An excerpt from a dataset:
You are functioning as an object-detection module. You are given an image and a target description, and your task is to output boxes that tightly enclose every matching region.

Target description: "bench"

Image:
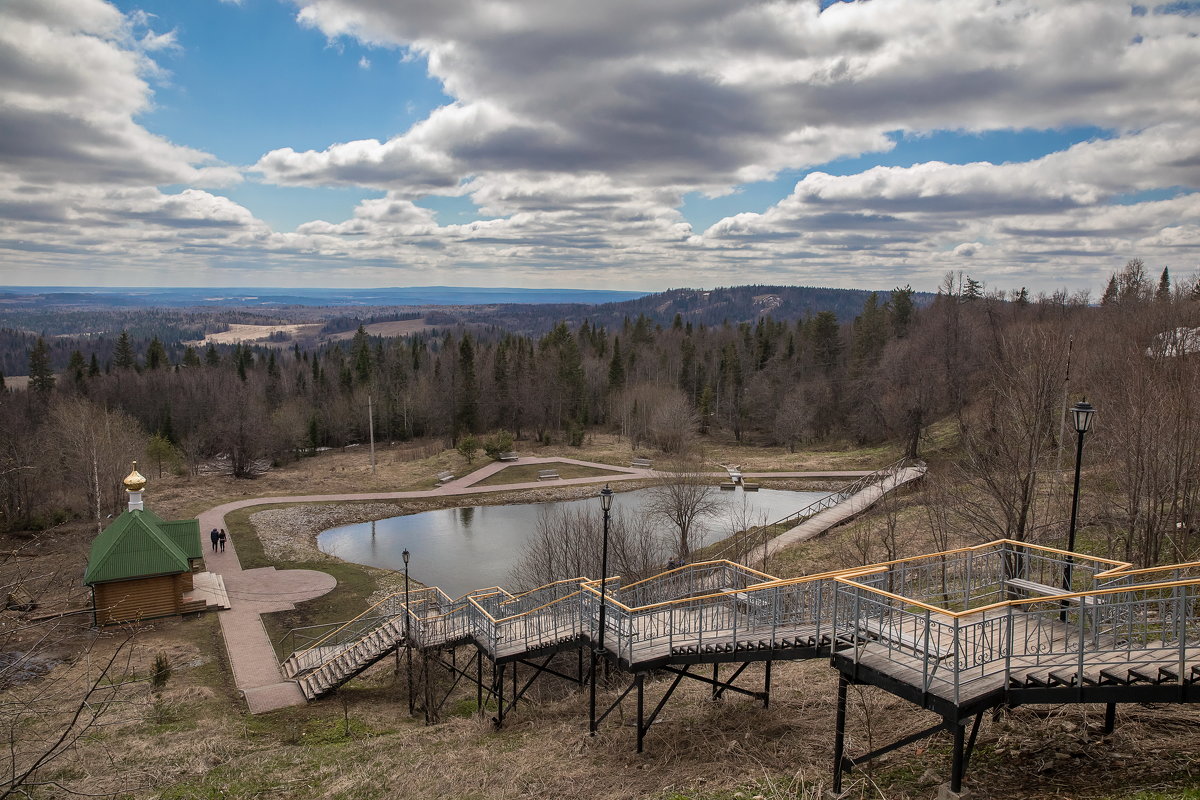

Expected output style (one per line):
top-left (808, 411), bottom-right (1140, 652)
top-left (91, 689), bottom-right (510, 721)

top-left (858, 620), bottom-right (954, 661)
top-left (1004, 578), bottom-right (1096, 608)
top-left (721, 588), bottom-right (770, 610)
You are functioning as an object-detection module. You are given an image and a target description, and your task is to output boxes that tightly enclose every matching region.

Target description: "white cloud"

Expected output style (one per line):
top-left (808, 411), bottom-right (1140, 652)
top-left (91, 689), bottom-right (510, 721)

top-left (0, 0), bottom-right (1200, 288)
top-left (0, 0), bottom-right (239, 186)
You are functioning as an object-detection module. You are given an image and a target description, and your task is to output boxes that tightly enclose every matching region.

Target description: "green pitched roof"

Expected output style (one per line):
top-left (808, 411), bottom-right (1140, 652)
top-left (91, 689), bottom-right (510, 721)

top-left (83, 511), bottom-right (200, 587)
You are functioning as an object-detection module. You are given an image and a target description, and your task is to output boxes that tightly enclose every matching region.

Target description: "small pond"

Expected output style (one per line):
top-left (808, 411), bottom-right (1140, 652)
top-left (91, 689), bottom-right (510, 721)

top-left (317, 488), bottom-right (827, 597)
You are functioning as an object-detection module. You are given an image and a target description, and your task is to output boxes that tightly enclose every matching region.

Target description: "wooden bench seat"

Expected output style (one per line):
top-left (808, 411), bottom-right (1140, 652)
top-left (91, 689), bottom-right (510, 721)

top-left (857, 620), bottom-right (954, 661)
top-left (1004, 578), bottom-right (1096, 608)
top-left (721, 588), bottom-right (770, 610)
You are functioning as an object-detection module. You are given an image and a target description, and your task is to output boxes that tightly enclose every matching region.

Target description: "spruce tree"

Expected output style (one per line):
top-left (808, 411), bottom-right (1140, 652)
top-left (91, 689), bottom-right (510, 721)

top-left (29, 336), bottom-right (54, 395)
top-left (113, 331), bottom-right (138, 369)
top-left (1100, 272), bottom-right (1117, 306)
top-left (146, 336), bottom-right (170, 369)
top-left (1154, 266), bottom-right (1171, 302)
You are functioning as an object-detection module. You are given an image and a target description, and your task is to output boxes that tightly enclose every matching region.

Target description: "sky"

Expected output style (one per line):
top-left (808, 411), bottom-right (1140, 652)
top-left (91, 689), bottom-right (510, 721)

top-left (0, 0), bottom-right (1200, 295)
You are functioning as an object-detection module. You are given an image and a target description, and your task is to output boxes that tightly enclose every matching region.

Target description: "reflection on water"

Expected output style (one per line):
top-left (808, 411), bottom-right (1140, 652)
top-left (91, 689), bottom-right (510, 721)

top-left (317, 489), bottom-right (826, 597)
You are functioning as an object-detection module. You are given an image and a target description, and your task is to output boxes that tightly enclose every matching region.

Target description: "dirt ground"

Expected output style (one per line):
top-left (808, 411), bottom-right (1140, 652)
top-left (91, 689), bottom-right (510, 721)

top-left (0, 438), bottom-right (1200, 800)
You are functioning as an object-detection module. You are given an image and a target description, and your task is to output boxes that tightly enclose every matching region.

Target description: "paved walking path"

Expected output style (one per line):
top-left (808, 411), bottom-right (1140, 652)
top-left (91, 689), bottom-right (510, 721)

top-left (199, 457), bottom-right (870, 714)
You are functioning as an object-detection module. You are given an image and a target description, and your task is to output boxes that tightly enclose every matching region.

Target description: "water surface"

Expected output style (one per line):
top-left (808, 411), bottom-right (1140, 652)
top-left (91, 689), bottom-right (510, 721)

top-left (317, 489), bottom-right (827, 597)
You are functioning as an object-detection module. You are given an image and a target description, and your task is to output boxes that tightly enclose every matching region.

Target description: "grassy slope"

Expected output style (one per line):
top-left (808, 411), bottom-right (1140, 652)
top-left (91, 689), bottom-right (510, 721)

top-left (21, 431), bottom-right (1200, 800)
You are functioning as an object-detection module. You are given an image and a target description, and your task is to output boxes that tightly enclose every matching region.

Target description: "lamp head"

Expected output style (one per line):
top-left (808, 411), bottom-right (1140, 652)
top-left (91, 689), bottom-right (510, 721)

top-left (1070, 399), bottom-right (1096, 433)
top-left (600, 483), bottom-right (614, 511)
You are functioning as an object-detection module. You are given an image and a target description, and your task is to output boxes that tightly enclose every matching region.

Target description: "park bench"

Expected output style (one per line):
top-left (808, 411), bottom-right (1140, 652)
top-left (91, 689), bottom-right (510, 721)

top-left (857, 619), bottom-right (954, 661)
top-left (1004, 578), bottom-right (1096, 608)
top-left (721, 588), bottom-right (770, 612)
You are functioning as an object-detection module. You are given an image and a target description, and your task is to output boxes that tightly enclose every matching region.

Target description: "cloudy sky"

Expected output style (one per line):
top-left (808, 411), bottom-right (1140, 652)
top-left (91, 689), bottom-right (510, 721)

top-left (0, 0), bottom-right (1200, 293)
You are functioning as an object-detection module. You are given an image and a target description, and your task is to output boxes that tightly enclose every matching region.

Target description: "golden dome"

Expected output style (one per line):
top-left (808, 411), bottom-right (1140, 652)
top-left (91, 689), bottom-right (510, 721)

top-left (121, 462), bottom-right (146, 492)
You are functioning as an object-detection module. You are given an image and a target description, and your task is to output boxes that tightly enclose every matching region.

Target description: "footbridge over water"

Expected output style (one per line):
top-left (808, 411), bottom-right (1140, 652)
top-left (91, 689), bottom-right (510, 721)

top-left (284, 540), bottom-right (1200, 792)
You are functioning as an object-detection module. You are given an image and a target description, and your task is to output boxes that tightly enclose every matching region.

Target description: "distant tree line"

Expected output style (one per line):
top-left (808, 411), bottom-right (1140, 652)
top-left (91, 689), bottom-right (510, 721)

top-left (0, 261), bottom-right (1200, 573)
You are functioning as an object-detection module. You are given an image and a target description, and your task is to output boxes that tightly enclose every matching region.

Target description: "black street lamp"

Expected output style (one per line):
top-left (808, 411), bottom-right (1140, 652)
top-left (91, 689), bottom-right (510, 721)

top-left (403, 547), bottom-right (415, 716)
top-left (588, 483), bottom-right (613, 736)
top-left (1062, 399), bottom-right (1096, 591)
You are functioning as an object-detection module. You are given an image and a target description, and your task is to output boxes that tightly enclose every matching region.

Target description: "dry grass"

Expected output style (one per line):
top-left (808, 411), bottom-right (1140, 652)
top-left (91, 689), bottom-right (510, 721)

top-left (472, 461), bottom-right (619, 486)
top-left (4, 437), bottom-right (1200, 800)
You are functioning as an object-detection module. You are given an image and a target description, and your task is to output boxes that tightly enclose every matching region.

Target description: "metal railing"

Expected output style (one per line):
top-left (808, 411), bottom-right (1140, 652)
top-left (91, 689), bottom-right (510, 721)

top-left (283, 540), bottom-right (1200, 703)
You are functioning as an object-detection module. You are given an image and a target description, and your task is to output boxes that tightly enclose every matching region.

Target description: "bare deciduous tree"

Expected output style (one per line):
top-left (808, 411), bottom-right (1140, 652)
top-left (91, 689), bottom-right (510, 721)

top-left (646, 464), bottom-right (721, 560)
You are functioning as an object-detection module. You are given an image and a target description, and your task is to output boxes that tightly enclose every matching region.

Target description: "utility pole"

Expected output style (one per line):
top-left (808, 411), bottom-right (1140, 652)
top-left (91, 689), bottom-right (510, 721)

top-left (367, 395), bottom-right (374, 475)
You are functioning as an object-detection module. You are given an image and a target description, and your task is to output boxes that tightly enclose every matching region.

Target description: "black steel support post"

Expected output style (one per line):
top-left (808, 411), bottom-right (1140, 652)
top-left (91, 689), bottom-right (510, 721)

top-left (421, 650), bottom-right (433, 724)
top-left (492, 664), bottom-right (504, 728)
top-left (833, 675), bottom-right (850, 795)
top-left (475, 650), bottom-right (484, 717)
top-left (588, 648), bottom-right (596, 736)
top-left (950, 722), bottom-right (967, 794)
top-left (962, 711), bottom-right (983, 774)
top-left (635, 673), bottom-right (646, 752)
top-left (405, 551), bottom-right (416, 716)
top-left (588, 483), bottom-right (612, 736)
top-left (1058, 431), bottom-right (1084, 621)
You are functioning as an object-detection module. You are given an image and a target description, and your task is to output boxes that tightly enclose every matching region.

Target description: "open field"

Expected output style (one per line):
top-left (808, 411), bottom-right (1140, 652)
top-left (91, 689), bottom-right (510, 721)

top-left (184, 323), bottom-right (320, 345)
top-left (472, 462), bottom-right (620, 486)
top-left (325, 318), bottom-right (434, 342)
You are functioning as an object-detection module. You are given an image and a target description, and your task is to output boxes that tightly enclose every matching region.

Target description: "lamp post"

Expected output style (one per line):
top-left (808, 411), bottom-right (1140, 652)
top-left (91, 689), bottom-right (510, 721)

top-left (1062, 399), bottom-right (1096, 597)
top-left (403, 547), bottom-right (414, 716)
top-left (588, 483), bottom-right (613, 736)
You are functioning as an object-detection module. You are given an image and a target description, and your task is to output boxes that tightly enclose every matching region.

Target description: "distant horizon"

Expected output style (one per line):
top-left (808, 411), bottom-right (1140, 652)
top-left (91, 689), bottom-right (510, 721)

top-left (0, 0), bottom-right (1200, 294)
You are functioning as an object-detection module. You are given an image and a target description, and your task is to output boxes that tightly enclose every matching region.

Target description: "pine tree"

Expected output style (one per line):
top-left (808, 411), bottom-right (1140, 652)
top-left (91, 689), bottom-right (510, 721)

top-left (1154, 266), bottom-right (1171, 302)
top-left (888, 284), bottom-right (917, 339)
top-left (1100, 272), bottom-right (1117, 306)
top-left (67, 350), bottom-right (88, 384)
top-left (350, 325), bottom-right (371, 384)
top-left (146, 336), bottom-right (170, 369)
top-left (29, 336), bottom-right (54, 395)
top-left (608, 336), bottom-right (625, 391)
top-left (457, 333), bottom-right (479, 434)
top-left (113, 331), bottom-right (138, 369)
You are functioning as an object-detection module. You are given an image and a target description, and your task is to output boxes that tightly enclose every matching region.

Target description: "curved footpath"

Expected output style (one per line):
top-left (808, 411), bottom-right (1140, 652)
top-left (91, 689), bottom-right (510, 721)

top-left (199, 457), bottom-right (883, 714)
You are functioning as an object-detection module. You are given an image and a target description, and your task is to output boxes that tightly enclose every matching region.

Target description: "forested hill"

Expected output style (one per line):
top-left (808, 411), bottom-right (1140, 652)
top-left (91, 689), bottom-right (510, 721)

top-left (461, 285), bottom-right (934, 333)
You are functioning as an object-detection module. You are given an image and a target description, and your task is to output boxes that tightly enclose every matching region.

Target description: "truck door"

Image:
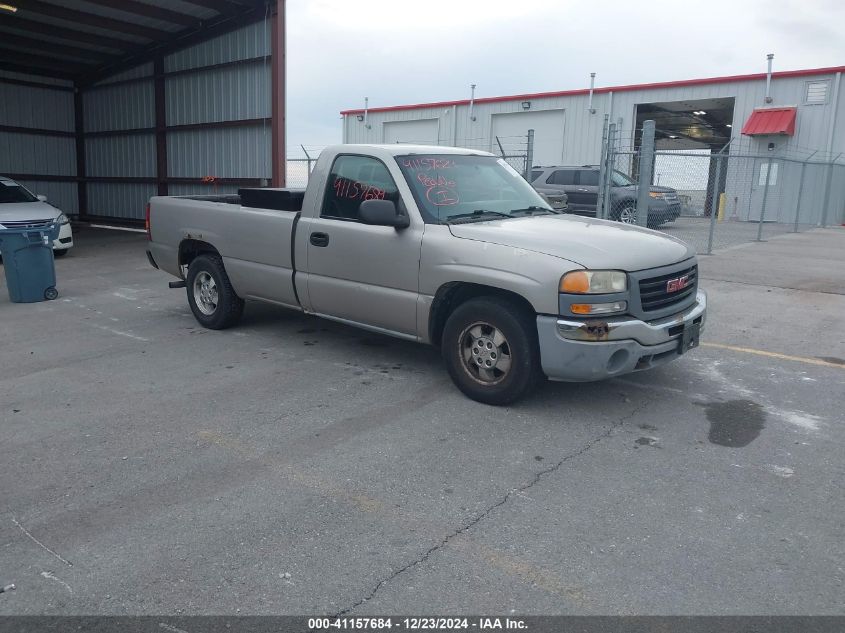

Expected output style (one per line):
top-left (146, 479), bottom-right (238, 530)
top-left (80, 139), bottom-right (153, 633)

top-left (298, 154), bottom-right (424, 336)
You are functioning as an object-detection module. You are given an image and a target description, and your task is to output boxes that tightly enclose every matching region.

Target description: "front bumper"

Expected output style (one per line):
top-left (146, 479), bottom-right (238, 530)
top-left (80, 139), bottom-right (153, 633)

top-left (53, 223), bottom-right (73, 251)
top-left (537, 290), bottom-right (707, 382)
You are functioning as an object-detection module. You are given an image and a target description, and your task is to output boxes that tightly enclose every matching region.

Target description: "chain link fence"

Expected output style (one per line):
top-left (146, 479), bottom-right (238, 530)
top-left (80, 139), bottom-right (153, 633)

top-left (596, 125), bottom-right (845, 253)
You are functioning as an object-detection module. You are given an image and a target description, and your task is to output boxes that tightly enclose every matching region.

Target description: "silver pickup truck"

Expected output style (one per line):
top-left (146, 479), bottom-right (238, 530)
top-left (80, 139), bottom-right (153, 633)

top-left (147, 145), bottom-right (706, 405)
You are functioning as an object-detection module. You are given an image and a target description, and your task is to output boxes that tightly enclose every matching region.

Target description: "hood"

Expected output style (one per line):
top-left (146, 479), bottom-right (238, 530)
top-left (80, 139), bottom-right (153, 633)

top-left (614, 185), bottom-right (678, 193)
top-left (449, 215), bottom-right (695, 272)
top-left (0, 202), bottom-right (61, 224)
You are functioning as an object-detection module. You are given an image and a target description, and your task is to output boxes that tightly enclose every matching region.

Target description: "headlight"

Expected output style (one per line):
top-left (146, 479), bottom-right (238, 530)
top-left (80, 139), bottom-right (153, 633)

top-left (560, 270), bottom-right (628, 295)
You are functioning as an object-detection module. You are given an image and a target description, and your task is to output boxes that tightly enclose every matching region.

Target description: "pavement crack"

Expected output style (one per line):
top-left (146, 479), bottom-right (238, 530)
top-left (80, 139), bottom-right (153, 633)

top-left (332, 402), bottom-right (648, 618)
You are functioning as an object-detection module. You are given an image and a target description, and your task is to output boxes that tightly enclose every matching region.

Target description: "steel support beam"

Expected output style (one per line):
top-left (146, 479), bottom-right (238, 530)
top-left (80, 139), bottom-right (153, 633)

top-left (15, 0), bottom-right (173, 42)
top-left (153, 57), bottom-right (167, 196)
top-left (73, 88), bottom-right (88, 218)
top-left (85, 0), bottom-right (200, 26)
top-left (2, 32), bottom-right (109, 63)
top-left (270, 0), bottom-right (287, 187)
top-left (0, 15), bottom-right (139, 51)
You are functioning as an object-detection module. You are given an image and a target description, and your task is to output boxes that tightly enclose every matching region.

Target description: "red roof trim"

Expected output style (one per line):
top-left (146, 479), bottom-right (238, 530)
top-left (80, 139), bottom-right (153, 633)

top-left (742, 108), bottom-right (798, 136)
top-left (340, 66), bottom-right (845, 115)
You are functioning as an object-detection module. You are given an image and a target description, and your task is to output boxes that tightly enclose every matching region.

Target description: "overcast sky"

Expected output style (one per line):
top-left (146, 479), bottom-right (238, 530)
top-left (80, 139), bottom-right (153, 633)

top-left (287, 0), bottom-right (845, 156)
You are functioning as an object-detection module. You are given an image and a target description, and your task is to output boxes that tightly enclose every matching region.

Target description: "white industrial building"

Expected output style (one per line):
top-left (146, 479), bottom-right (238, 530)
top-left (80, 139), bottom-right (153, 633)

top-left (341, 66), bottom-right (845, 224)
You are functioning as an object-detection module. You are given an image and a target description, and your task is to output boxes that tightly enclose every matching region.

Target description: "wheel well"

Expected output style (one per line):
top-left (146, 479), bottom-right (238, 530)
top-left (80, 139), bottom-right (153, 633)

top-left (179, 239), bottom-right (220, 266)
top-left (428, 281), bottom-right (536, 346)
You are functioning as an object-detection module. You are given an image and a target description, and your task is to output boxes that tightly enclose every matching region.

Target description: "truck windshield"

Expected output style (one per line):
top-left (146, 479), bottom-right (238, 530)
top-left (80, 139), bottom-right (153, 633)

top-left (0, 180), bottom-right (38, 204)
top-left (396, 154), bottom-right (557, 224)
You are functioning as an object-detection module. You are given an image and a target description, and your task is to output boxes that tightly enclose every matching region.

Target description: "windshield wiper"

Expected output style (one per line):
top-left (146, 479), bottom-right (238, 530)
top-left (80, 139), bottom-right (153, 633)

top-left (443, 209), bottom-right (513, 224)
top-left (511, 206), bottom-right (563, 215)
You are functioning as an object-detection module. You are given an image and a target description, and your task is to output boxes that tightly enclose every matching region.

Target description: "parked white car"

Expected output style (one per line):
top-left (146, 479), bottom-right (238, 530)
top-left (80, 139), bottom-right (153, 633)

top-left (0, 176), bottom-right (73, 257)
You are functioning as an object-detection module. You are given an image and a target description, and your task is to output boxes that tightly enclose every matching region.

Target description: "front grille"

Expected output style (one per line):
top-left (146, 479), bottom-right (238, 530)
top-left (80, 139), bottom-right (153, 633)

top-left (640, 265), bottom-right (698, 312)
top-left (0, 220), bottom-right (55, 229)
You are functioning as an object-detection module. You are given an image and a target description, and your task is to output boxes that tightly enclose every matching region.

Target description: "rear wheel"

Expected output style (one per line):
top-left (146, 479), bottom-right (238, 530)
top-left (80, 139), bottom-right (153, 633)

top-left (186, 255), bottom-right (244, 330)
top-left (442, 297), bottom-right (542, 405)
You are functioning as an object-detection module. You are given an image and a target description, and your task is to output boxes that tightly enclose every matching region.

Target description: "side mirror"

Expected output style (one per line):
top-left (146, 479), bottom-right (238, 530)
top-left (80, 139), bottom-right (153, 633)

top-left (358, 200), bottom-right (411, 229)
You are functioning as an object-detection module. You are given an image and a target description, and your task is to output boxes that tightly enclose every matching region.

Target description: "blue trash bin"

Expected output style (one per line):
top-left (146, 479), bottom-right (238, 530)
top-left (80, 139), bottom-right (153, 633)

top-left (0, 224), bottom-right (59, 303)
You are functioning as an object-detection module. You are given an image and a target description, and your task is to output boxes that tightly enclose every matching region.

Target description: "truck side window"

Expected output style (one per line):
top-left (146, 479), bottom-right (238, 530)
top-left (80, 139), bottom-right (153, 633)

top-left (320, 155), bottom-right (399, 220)
top-left (546, 169), bottom-right (575, 185)
top-left (578, 169), bottom-right (599, 187)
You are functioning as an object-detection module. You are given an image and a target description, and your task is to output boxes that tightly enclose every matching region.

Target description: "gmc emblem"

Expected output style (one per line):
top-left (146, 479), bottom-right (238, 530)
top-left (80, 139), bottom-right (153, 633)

top-left (666, 275), bottom-right (689, 292)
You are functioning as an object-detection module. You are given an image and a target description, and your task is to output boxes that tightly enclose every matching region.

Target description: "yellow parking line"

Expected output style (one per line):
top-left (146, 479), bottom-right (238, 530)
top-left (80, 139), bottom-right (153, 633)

top-left (701, 343), bottom-right (845, 369)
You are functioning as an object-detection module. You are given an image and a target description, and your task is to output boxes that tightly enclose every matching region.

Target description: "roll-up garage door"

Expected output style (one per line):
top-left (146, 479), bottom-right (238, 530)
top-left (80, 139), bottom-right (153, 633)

top-left (490, 110), bottom-right (565, 165)
top-left (384, 119), bottom-right (439, 145)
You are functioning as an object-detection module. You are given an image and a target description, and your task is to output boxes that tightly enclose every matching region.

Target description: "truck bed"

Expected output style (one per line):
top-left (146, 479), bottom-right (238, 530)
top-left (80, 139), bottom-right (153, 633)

top-left (150, 188), bottom-right (305, 307)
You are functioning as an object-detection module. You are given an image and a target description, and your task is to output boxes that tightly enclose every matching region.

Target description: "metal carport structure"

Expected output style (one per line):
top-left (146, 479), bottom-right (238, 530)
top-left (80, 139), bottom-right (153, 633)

top-left (0, 0), bottom-right (285, 224)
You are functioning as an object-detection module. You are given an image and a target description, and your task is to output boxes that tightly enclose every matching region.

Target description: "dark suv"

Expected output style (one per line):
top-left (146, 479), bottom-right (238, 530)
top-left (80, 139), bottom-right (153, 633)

top-left (531, 165), bottom-right (681, 227)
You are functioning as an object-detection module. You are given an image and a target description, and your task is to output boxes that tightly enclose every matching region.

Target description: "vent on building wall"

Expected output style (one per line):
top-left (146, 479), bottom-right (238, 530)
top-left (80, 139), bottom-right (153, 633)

top-left (804, 81), bottom-right (830, 105)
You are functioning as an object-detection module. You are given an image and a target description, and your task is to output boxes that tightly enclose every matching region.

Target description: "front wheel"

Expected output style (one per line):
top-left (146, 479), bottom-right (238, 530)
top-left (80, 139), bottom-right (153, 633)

top-left (442, 297), bottom-right (542, 405)
top-left (185, 255), bottom-right (244, 330)
top-left (613, 204), bottom-right (637, 224)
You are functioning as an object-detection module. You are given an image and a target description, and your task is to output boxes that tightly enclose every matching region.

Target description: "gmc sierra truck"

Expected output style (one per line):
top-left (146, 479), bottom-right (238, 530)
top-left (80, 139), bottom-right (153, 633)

top-left (147, 145), bottom-right (707, 405)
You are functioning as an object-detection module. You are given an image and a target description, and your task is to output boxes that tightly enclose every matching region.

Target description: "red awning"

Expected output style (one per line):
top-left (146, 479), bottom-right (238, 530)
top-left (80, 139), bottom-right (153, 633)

top-left (742, 108), bottom-right (798, 136)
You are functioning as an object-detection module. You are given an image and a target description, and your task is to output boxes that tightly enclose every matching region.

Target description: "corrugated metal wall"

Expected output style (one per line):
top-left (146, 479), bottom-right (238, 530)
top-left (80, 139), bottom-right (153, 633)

(GOAL):
Please pick out each line in the records above that contains the word "black", and copy those lines.

(COMPLETE RESPONSE):
Target description: "black street lamp"
Target description: "black steel support post"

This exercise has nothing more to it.